Return the part of the job application letter advice starting with "- But in a lot" and going on through "diverse educational experiences.", copied word for word.

-- Source extract start --

- When you write the letter, think about your audience. I know, this goes without saying, but you'd be surprised at how many writers do not address the criteria for the job they're applying for. If a committee at Small Directional State U gets an application from Fancy U many thousands of miles away, one natural question is this: why is Fancy U Ph.D. applying here? If the letter is the standard research/teaching boilerplate, without any mention of the job except for the INSERT JOB TITLE HERE slot in the first paragraph, the search committee may deduce, probably correctly, that the applicant is papering the known world with applications and decide that the writer isn't serious.
- And then think about your audience again. If you're applying for a job at a teaching-oriented school, it's not just a matter of switching the paragraphs around and putting your teaching paragraph first instead of your research paragraph. The search committee will want to know how all those grandiose statements about teaching will translate into the courses you can teach for them. The job ad should give you some clues, even if it seems schizophrenic (eighteenth-century literature and modern poetry, for example). Use those clues, and talk about your teaching in specific ways.
- And again. This usually comes out only in the interview, if you get that far, but if there's any hint of condescension, of how grateful the school should be to get your expertise, coming as you do from Big R1, know this: such an attitude is not received well. At all.
- But in a lot of ways, the choice isn't about you. For example, if you're applying to Small School near Big R1, you may assume that Small School is lucky to have you, and indeed, Small School might feel this way in other circumstances. But if Small School already has three or four graduates of Big R1 in its department, the committee may not think it wise to hire another, just because they want a faculty with diverse educational experiences.

-- Source extract end --
-- Entries shown start --

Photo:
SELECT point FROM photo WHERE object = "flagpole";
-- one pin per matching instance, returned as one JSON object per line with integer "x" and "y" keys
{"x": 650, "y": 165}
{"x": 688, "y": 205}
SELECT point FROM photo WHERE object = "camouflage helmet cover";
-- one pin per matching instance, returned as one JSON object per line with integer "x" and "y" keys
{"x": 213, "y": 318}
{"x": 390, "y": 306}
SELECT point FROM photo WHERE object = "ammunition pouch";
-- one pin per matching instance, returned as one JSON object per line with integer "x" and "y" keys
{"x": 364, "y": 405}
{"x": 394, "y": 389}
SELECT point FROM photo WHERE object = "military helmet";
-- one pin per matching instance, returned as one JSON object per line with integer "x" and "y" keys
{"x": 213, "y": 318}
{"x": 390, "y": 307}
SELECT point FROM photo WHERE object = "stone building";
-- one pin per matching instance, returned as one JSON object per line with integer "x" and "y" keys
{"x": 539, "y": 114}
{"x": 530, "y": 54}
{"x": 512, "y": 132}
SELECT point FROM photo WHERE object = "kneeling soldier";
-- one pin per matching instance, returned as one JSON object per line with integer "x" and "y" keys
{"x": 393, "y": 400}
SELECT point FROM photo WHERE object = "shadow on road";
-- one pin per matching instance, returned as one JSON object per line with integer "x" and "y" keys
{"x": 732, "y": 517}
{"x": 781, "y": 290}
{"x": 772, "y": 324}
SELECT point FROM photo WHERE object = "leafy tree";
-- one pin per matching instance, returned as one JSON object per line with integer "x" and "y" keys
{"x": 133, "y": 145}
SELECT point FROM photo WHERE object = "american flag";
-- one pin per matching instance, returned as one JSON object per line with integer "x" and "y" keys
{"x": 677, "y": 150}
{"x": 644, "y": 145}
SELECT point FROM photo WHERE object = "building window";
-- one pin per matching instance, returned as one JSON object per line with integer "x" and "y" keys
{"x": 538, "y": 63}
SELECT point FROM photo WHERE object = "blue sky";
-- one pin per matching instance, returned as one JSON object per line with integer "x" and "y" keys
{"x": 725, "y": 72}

-- Entries shown end --

**Result:**
- But in a lot of ways, the choice isn't about you. For example, if you're applying to Small School near Big R1, you may assume that Small School is lucky to have you, and indeed, Small School might feel this way in other circumstances. But if Small School already has three or four graduates of Big R1 in its department, the committee may not think it wise to hire another, just because they want a faculty with diverse educational experiences.